**What you will do:** Exact reproduction is required for all entries.

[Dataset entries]
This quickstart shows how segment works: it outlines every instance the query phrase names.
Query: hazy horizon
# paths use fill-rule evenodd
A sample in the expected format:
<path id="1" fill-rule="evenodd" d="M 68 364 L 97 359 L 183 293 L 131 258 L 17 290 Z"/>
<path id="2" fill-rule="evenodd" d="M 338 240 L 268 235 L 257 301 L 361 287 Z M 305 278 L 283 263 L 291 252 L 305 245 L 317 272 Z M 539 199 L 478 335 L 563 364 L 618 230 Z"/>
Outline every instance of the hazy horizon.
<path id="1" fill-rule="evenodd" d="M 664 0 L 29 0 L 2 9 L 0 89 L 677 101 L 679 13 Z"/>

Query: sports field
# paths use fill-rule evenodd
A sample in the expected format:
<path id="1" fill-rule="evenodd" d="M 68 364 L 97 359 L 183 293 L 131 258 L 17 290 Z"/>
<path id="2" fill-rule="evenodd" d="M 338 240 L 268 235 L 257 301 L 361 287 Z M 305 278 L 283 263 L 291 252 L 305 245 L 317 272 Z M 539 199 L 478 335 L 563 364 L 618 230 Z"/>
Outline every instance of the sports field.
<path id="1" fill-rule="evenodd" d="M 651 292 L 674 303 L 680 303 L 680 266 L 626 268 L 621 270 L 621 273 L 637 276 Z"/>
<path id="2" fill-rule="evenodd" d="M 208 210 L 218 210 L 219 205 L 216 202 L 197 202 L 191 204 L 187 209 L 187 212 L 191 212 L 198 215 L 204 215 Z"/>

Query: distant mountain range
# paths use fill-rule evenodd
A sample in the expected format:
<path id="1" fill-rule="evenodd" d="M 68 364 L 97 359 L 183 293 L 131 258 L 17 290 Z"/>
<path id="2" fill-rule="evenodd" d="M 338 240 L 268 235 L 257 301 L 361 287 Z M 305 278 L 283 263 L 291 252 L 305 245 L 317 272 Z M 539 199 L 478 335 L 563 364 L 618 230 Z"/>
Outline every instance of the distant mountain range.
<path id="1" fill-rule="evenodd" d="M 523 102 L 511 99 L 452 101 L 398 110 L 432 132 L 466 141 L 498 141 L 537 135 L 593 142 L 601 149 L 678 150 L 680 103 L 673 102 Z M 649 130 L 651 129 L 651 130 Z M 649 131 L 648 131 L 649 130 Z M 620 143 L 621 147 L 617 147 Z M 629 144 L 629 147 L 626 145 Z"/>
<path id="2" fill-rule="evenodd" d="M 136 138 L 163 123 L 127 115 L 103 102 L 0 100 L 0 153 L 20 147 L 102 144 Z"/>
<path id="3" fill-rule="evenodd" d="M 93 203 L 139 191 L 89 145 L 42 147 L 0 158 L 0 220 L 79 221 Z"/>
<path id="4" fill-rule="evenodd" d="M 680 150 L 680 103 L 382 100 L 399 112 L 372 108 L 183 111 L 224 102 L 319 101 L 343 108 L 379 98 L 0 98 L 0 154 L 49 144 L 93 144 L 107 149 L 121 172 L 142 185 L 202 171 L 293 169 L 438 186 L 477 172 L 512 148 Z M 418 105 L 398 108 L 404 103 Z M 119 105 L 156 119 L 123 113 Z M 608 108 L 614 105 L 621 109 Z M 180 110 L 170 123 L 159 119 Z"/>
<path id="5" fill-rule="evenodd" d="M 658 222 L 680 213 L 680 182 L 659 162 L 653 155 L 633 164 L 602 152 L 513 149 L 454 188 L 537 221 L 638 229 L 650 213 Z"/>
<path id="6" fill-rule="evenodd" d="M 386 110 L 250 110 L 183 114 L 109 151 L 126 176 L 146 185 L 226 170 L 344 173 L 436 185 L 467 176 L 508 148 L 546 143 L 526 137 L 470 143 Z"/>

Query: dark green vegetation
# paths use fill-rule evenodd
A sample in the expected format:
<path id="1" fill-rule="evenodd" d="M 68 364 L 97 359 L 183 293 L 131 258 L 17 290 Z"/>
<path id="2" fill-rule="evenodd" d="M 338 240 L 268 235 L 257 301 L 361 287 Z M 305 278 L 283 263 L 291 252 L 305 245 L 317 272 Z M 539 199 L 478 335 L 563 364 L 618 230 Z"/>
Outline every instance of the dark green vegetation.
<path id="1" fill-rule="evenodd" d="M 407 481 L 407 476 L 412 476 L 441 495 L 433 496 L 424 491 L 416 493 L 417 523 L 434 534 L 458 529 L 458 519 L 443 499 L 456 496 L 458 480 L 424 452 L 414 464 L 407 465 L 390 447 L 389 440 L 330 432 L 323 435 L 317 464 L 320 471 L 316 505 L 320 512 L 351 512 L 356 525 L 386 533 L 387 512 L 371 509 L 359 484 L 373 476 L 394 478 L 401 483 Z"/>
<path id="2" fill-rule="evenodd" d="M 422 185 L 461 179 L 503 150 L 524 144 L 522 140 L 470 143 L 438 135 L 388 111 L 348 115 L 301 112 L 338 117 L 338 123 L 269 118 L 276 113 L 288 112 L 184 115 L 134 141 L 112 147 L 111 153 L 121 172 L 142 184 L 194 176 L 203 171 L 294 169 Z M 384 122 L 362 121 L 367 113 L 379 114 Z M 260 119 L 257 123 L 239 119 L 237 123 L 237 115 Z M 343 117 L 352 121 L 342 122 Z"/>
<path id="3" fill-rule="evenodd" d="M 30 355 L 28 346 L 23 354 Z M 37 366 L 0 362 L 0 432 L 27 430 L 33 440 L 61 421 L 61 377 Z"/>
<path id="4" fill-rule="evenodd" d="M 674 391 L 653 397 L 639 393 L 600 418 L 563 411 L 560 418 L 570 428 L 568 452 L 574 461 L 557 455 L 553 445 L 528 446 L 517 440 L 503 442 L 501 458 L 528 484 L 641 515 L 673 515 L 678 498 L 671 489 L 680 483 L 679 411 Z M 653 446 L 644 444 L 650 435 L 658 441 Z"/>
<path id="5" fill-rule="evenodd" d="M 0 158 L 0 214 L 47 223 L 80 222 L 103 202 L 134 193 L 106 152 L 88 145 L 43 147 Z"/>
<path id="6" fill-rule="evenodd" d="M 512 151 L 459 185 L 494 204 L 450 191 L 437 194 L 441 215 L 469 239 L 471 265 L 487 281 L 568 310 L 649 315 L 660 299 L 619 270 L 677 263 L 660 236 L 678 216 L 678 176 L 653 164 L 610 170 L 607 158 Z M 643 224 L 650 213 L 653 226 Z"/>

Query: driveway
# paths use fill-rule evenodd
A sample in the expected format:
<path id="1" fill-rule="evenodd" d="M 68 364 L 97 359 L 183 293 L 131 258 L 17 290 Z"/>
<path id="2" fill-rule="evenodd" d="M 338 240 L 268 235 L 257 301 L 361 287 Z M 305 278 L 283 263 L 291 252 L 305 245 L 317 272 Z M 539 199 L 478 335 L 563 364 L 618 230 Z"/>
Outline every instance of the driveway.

**Complete output:**
This quickstart shows how segment works: it outlines every instance the query phrase names.
Query: hazy horizon
# paths use fill-rule evenodd
A sample in the expected format:
<path id="1" fill-rule="evenodd" d="M 68 364 L 97 359 L 183 293 L 131 258 L 17 290 Z"/>
<path id="2" fill-rule="evenodd" d="M 338 240 L 268 235 L 257 301 L 361 287 Z M 305 278 L 283 263 L 291 252 L 305 245 L 317 272 Z M 539 199 L 478 335 L 563 364 L 618 230 Z"/>
Outline every instance of the hazy horizon.
<path id="1" fill-rule="evenodd" d="M 664 0 L 29 0 L 2 9 L 0 89 L 677 101 L 679 13 Z"/>

Query: sports field
# paths use fill-rule evenodd
A sample in the expected format:
<path id="1" fill-rule="evenodd" d="M 68 364 L 97 359 L 183 293 L 131 258 L 17 290 Z"/>
<path id="2" fill-rule="evenodd" d="M 338 240 L 268 235 L 257 301 L 361 287 Z M 305 278 L 283 263 L 291 252 L 305 245 L 317 272 Z M 539 199 L 478 335 L 563 364 L 618 230 Z"/>
Outline every instance of the sports field.
<path id="1" fill-rule="evenodd" d="M 651 292 L 674 303 L 680 303 L 680 266 L 626 268 L 621 270 L 621 273 L 637 276 Z"/>
<path id="2" fill-rule="evenodd" d="M 208 210 L 218 210 L 219 205 L 216 202 L 197 202 L 191 204 L 187 209 L 187 212 L 191 212 L 198 215 L 204 215 Z"/>

Query: distant mountain range
# paths use fill-rule evenodd
A sample in the expected format:
<path id="1" fill-rule="evenodd" d="M 68 364 L 97 359 L 183 293 L 131 258 L 17 290 Z"/>
<path id="2" fill-rule="evenodd" d="M 338 240 L 268 235 L 257 301 L 361 287 Z M 305 278 L 283 263 L 291 252 L 305 245 L 317 272 Z M 539 199 L 478 335 L 563 364 L 618 230 Z"/>
Outline every instance of the distant mountain range.
<path id="1" fill-rule="evenodd" d="M 523 102 L 511 99 L 452 101 L 398 110 L 432 132 L 466 141 L 498 141 L 537 135 L 593 142 L 601 149 L 678 150 L 680 103 L 673 102 Z M 649 130 L 651 129 L 651 130 Z M 649 131 L 648 131 L 649 130 Z M 620 143 L 621 147 L 617 147 Z M 629 144 L 629 147 L 626 145 Z"/>
<path id="2" fill-rule="evenodd" d="M 136 138 L 163 123 L 127 115 L 103 102 L 0 100 L 0 153 L 20 147 L 102 144 Z"/>
<path id="3" fill-rule="evenodd" d="M 93 203 L 139 191 L 89 145 L 42 147 L 0 158 L 0 220 L 79 221 Z"/>
<path id="4" fill-rule="evenodd" d="M 680 150 L 680 103 L 382 100 L 399 112 L 372 108 L 183 111 L 224 102 L 319 101 L 343 108 L 379 98 L 0 98 L 0 154 L 49 144 L 93 144 L 107 149 L 121 172 L 142 185 L 202 171 L 293 169 L 438 186 L 477 172 L 512 148 Z M 418 105 L 398 108 L 404 103 Z M 119 105 L 156 119 L 123 113 Z M 608 108 L 614 105 L 621 109 Z M 180 110 L 170 123 L 159 119 Z"/>
<path id="5" fill-rule="evenodd" d="M 658 222 L 680 213 L 680 182 L 659 162 L 653 155 L 633 164 L 602 152 L 513 149 L 454 188 L 537 221 L 638 229 L 650 213 Z"/>
<path id="6" fill-rule="evenodd" d="M 386 110 L 250 110 L 183 114 L 109 151 L 126 176 L 146 185 L 226 170 L 344 173 L 436 185 L 467 176 L 508 148 L 546 143 L 526 137 L 470 143 Z"/>

Query: dark green vegetation
# paths use fill-rule evenodd
A sample in the expected format:
<path id="1" fill-rule="evenodd" d="M 68 364 L 97 359 L 183 293 L 131 258 L 17 290 Z"/>
<path id="2" fill-rule="evenodd" d="M 338 240 L 268 235 L 257 301 L 361 287 Z M 305 278 L 283 263 L 291 252 L 305 245 L 317 272 Z M 539 199 L 478 335 L 563 364 L 618 230 Z"/>
Outline every instance of the dark green vegetation.
<path id="1" fill-rule="evenodd" d="M 407 481 L 407 476 L 412 476 L 441 495 L 433 496 L 424 491 L 416 493 L 417 523 L 434 534 L 458 529 L 458 519 L 443 499 L 456 496 L 458 480 L 424 452 L 414 464 L 407 465 L 390 447 L 389 440 L 330 432 L 323 435 L 317 464 L 320 471 L 316 505 L 320 512 L 351 512 L 356 525 L 386 533 L 387 512 L 371 509 L 359 484 L 373 476 L 394 478 L 401 483 Z"/>
<path id="2" fill-rule="evenodd" d="M 422 185 L 461 179 L 503 150 L 524 144 L 522 140 L 470 143 L 438 135 L 388 111 L 348 115 L 301 112 L 338 117 L 338 123 L 269 118 L 276 113 L 288 112 L 184 115 L 134 141 L 112 147 L 111 153 L 121 172 L 142 184 L 194 176 L 203 171 L 294 169 Z M 384 122 L 362 121 L 367 113 L 379 114 Z M 260 119 L 257 123 L 239 119 L 237 123 L 237 115 Z M 343 117 L 352 121 L 342 122 Z"/>
<path id="3" fill-rule="evenodd" d="M 30 355 L 28 346 L 23 354 Z M 37 366 L 0 362 L 0 432 L 27 430 L 33 440 L 61 421 L 61 377 Z"/>
<path id="4" fill-rule="evenodd" d="M 674 391 L 653 397 L 639 393 L 600 418 L 563 411 L 560 418 L 570 428 L 568 452 L 574 461 L 557 455 L 553 445 L 528 446 L 517 440 L 503 442 L 501 458 L 528 484 L 641 515 L 673 515 L 678 498 L 671 489 L 680 483 L 679 411 Z M 653 446 L 644 444 L 650 435 L 658 441 Z"/>
<path id="5" fill-rule="evenodd" d="M 0 158 L 0 214 L 47 223 L 80 222 L 103 202 L 134 193 L 106 152 L 88 145 L 43 147 Z"/>
<path id="6" fill-rule="evenodd" d="M 512 151 L 459 185 L 494 204 L 450 191 L 437 194 L 441 215 L 469 239 L 471 265 L 487 281 L 568 310 L 649 315 L 660 299 L 619 270 L 677 263 L 660 236 L 678 216 L 678 176 L 653 164 L 610 170 L 607 158 Z M 643 224 L 650 213 L 653 226 Z"/>

Query: driveway
# paths use fill-rule evenodd
A sample in the expected format:
<path id="1" fill-rule="evenodd" d="M 68 364 L 97 359 L 183 293 L 131 258 L 17 290 Z"/>
<path id="2" fill-rule="evenodd" d="M 338 240 L 268 235 L 257 301 L 361 287 Z M 305 278 L 283 263 L 291 252 L 305 245 L 317 272 Z M 539 199 L 478 335 L 563 364 L 618 230 Z"/>
Outline every instance of the driveway.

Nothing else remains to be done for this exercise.